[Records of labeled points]
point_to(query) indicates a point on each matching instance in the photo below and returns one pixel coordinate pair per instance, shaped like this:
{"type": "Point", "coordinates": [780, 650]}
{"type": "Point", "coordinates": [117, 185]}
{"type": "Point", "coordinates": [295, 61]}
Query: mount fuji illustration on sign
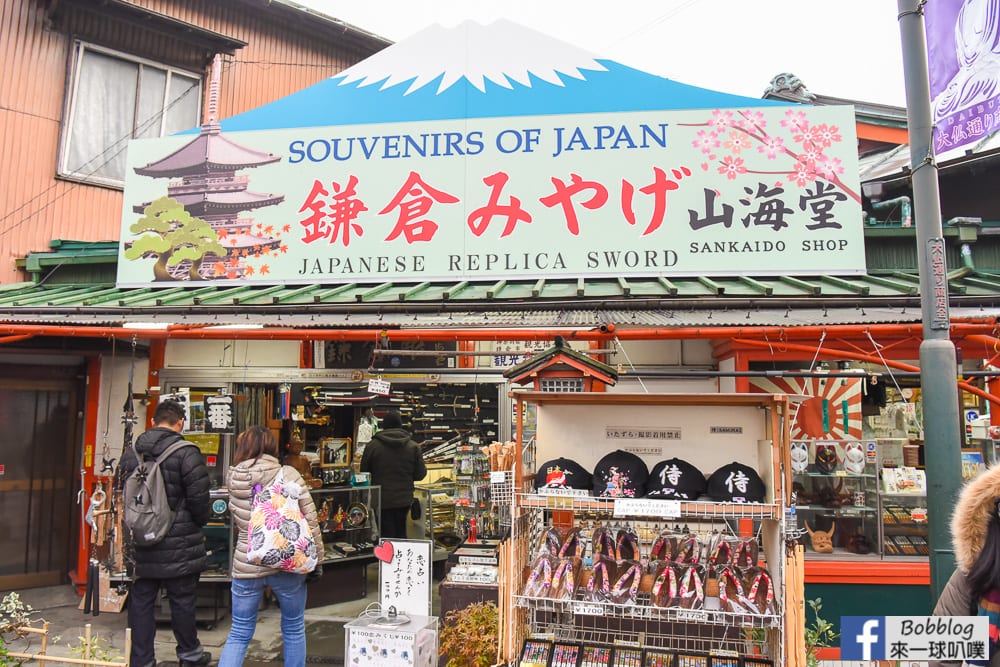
{"type": "Point", "coordinates": [489, 153]}
{"type": "Point", "coordinates": [476, 71]}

• _What is being asked_: Swap "illustration" for "drawing" throughout the material above and give its lines again with nothing else changed. Omit the pictures from your answer.

• _Written answer_:
point_to(query) indicates a point on each matching instance in the photo below and returns one pixel coordinate pair per instance, shaped like this:
{"type": "Point", "coordinates": [780, 650]}
{"type": "Point", "coordinates": [117, 185]}
{"type": "Point", "coordinates": [295, 61]}
Query: mount fuji drawing on sign
{"type": "Point", "coordinates": [489, 153]}
{"type": "Point", "coordinates": [476, 71]}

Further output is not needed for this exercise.